* _Problem to work on_:
Reproduce the items from the beginning up to and including the line with "pixel 618 598", requests included. Shift every coordinate in the answers by -53.

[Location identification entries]

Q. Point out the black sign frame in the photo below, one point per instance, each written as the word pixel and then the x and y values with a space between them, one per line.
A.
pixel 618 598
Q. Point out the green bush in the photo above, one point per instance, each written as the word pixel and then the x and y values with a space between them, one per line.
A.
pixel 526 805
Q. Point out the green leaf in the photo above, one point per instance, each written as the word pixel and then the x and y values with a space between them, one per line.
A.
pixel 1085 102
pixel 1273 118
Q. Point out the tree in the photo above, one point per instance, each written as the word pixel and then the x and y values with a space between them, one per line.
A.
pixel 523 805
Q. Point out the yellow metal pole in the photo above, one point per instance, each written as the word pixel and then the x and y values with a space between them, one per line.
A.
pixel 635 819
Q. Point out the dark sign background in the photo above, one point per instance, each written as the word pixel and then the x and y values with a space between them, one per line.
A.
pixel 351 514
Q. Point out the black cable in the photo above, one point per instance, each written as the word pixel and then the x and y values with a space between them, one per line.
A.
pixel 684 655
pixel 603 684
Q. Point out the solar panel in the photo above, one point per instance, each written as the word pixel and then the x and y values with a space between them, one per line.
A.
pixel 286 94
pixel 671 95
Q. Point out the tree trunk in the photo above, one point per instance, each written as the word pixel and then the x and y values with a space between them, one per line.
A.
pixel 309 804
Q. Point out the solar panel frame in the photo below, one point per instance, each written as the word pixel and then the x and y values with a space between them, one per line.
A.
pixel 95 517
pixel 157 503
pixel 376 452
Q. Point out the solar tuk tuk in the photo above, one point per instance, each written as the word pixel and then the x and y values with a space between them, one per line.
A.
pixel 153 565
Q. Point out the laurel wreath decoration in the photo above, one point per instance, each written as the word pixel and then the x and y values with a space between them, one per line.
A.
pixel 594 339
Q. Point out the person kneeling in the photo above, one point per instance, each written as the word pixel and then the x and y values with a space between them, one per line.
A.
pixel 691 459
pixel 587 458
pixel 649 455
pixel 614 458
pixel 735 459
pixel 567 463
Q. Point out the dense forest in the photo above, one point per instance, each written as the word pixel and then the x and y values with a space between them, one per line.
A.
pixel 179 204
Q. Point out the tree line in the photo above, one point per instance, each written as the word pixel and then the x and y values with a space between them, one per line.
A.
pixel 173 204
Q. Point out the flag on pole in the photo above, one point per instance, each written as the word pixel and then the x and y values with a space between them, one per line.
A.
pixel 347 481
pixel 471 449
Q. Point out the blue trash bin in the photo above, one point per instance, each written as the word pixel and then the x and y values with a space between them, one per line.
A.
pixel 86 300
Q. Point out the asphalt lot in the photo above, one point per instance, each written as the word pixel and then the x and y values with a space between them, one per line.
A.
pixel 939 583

* _Result of the exercise_:
Q. Point out the black sign frame in the photo below, one point per instance, each written as the word pixel and then the x and y values with a space between them, one per line.
A.
pixel 565 545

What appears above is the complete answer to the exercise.